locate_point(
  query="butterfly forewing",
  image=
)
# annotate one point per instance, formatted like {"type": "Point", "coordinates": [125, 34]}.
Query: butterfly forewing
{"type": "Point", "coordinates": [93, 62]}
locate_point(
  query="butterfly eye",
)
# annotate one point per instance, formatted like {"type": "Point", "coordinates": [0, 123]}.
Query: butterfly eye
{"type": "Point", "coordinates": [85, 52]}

• • • • • • •

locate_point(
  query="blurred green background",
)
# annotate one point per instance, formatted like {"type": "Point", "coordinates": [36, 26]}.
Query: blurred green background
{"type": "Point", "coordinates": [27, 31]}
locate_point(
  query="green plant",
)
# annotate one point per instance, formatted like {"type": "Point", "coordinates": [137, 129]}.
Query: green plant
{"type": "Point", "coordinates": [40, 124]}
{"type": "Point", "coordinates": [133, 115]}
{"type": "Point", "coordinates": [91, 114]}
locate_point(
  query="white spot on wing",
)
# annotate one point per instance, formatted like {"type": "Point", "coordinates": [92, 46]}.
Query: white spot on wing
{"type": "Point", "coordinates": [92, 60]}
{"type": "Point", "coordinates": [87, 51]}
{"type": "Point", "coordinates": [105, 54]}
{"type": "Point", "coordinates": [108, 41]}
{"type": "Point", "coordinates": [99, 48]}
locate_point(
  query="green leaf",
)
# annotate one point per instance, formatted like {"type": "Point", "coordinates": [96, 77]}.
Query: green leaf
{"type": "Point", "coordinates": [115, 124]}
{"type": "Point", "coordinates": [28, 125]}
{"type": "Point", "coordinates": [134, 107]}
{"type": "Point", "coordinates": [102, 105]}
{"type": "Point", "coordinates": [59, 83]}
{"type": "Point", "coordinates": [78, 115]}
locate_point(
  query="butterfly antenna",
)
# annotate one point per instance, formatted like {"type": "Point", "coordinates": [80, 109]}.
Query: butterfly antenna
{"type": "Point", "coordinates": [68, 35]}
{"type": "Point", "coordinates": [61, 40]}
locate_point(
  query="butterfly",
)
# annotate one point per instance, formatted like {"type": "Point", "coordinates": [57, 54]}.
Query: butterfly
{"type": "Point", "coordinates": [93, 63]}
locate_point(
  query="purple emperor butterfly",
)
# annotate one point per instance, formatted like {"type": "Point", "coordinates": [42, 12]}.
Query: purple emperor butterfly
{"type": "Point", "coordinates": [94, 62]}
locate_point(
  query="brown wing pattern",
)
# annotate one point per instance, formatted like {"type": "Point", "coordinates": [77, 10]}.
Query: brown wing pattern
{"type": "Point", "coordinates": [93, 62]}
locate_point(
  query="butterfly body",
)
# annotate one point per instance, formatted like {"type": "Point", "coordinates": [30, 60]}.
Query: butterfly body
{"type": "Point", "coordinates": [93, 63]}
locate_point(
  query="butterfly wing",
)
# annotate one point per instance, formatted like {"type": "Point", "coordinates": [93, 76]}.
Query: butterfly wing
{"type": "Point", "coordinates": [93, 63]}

• • • • • • •

Exercise: Select and copy every line of the data above that contains the string "brown". Case counts.

Answer below:
  query="brown wing pattern",
Query: brown wing pattern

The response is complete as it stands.